* Start Excerpted records *

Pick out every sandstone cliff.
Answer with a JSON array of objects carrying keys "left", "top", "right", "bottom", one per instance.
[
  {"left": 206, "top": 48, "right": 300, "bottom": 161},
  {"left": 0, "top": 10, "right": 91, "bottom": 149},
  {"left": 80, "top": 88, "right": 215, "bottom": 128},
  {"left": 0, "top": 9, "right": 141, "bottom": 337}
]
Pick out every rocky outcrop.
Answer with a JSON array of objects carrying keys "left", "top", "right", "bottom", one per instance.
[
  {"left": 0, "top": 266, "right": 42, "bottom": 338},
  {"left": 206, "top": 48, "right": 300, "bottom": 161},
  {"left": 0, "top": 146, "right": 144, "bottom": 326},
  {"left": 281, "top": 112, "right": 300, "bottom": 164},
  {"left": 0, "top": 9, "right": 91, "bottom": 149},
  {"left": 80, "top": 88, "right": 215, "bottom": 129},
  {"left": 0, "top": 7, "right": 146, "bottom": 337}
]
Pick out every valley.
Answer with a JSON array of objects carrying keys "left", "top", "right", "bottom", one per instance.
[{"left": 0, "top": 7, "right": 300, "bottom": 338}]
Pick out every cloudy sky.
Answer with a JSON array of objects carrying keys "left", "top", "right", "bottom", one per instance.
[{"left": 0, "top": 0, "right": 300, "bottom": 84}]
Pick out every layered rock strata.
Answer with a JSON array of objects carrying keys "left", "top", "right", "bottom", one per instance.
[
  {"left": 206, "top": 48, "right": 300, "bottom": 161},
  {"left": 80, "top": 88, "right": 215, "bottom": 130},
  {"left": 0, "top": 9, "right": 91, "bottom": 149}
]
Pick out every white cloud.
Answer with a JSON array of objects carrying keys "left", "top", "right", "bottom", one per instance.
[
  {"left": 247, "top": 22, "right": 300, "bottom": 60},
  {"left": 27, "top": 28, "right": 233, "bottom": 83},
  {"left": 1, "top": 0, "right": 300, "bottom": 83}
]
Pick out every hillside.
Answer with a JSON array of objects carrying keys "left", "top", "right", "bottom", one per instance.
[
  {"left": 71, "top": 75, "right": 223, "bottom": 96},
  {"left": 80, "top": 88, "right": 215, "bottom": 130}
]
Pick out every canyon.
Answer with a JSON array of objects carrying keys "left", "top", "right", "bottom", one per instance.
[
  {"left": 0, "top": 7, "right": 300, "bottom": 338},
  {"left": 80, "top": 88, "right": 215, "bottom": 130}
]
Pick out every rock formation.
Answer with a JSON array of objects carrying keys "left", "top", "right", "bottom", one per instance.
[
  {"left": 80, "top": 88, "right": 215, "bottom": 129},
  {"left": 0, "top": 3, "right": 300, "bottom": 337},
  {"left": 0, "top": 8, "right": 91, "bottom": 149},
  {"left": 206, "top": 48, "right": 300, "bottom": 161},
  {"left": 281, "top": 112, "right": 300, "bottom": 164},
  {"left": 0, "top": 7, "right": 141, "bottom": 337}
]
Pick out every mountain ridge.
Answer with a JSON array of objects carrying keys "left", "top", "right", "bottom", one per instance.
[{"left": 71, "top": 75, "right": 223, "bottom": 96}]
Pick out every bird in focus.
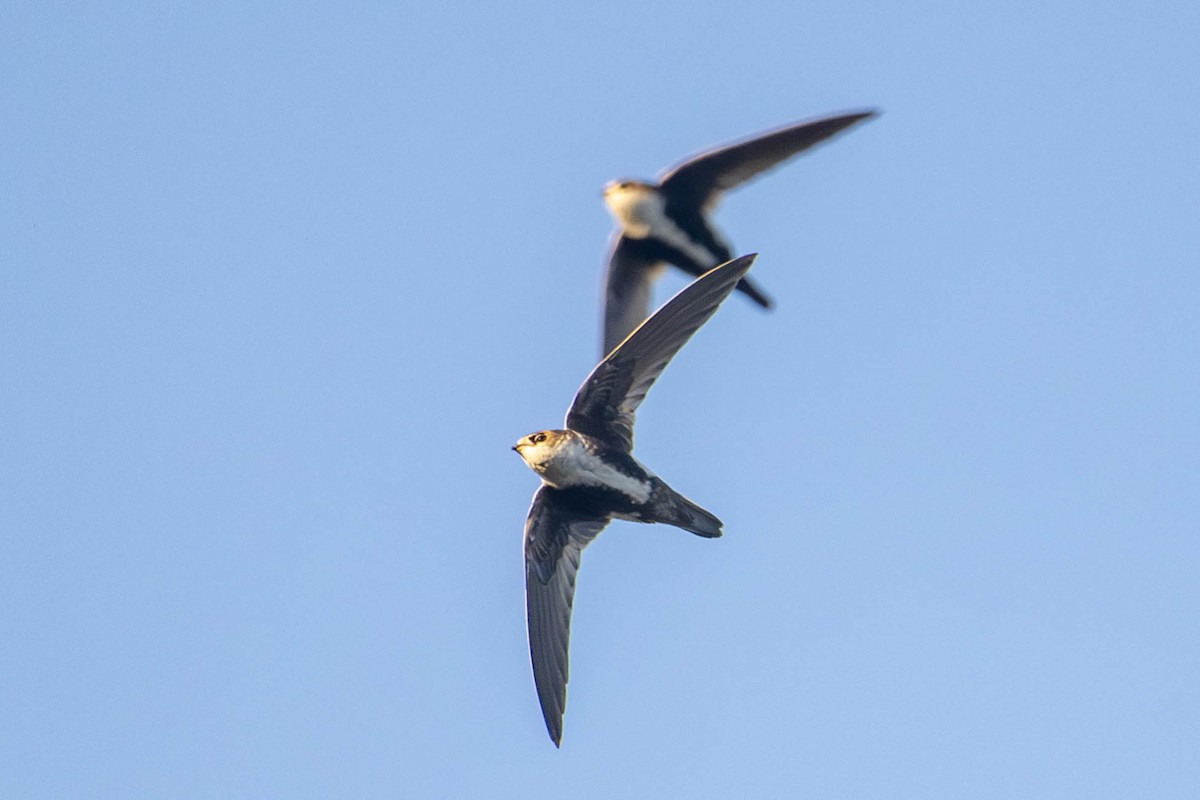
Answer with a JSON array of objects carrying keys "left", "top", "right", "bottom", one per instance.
[
  {"left": 601, "top": 110, "right": 877, "bottom": 355},
  {"left": 512, "top": 255, "right": 755, "bottom": 746}
]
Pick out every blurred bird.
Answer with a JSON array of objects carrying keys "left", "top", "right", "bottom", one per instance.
[{"left": 601, "top": 110, "right": 877, "bottom": 355}]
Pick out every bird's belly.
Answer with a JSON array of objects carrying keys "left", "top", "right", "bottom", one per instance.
[
  {"left": 541, "top": 449, "right": 650, "bottom": 503},
  {"left": 616, "top": 192, "right": 720, "bottom": 267}
]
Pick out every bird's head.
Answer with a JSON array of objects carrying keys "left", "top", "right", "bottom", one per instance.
[{"left": 512, "top": 431, "right": 572, "bottom": 473}]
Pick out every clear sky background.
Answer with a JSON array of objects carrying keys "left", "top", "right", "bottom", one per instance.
[{"left": 0, "top": 0, "right": 1200, "bottom": 799}]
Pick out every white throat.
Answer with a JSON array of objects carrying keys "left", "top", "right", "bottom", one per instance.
[
  {"left": 604, "top": 184, "right": 718, "bottom": 266},
  {"left": 521, "top": 435, "right": 650, "bottom": 503}
]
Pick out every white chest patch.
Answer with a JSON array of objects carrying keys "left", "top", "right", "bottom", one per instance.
[
  {"left": 604, "top": 186, "right": 718, "bottom": 266},
  {"left": 527, "top": 439, "right": 650, "bottom": 503}
]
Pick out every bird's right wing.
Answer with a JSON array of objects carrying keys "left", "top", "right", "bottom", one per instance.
[
  {"left": 600, "top": 234, "right": 661, "bottom": 357},
  {"left": 524, "top": 486, "right": 608, "bottom": 747},
  {"left": 566, "top": 254, "right": 755, "bottom": 452}
]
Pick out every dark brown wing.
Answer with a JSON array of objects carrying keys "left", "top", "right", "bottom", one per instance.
[
  {"left": 660, "top": 110, "right": 878, "bottom": 207},
  {"left": 524, "top": 486, "right": 608, "bottom": 746},
  {"left": 600, "top": 234, "right": 661, "bottom": 356},
  {"left": 566, "top": 254, "right": 755, "bottom": 452}
]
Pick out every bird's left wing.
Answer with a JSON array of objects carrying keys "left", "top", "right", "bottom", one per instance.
[
  {"left": 524, "top": 486, "right": 608, "bottom": 747},
  {"left": 600, "top": 234, "right": 660, "bottom": 357},
  {"left": 661, "top": 110, "right": 877, "bottom": 207},
  {"left": 566, "top": 254, "right": 755, "bottom": 452}
]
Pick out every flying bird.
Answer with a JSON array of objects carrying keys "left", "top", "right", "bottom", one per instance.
[
  {"left": 601, "top": 110, "right": 877, "bottom": 355},
  {"left": 512, "top": 255, "right": 755, "bottom": 746}
]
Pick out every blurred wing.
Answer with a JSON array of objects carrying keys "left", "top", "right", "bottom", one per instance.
[
  {"left": 660, "top": 110, "right": 877, "bottom": 207},
  {"left": 524, "top": 486, "right": 608, "bottom": 747},
  {"left": 600, "top": 235, "right": 660, "bottom": 357},
  {"left": 566, "top": 255, "right": 755, "bottom": 452}
]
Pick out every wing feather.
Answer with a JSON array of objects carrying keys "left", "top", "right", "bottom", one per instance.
[
  {"left": 524, "top": 486, "right": 608, "bottom": 746},
  {"left": 566, "top": 254, "right": 755, "bottom": 452},
  {"left": 660, "top": 110, "right": 878, "bottom": 207}
]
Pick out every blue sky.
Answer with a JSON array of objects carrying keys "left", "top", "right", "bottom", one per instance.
[{"left": 0, "top": 2, "right": 1200, "bottom": 799}]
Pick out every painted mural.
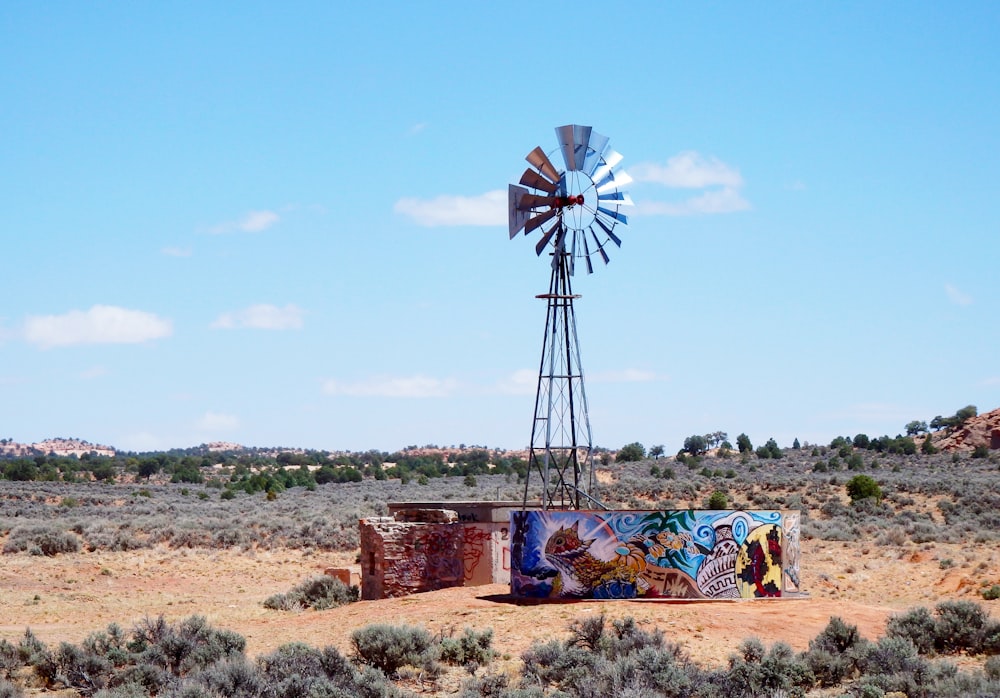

* End Excerpted records *

*Problem to work on*. Which lines in the listing above contain the string "bird"? Copy each of them in full.

*Written answer*.
Pick out every bird in focus.
Pick out every blurred bird.
Pick out every bird's belly.
Pick out every bird's head.
Pick out every bird's right wing.
Pick out every bird's left wing.
Pick out every flying bird.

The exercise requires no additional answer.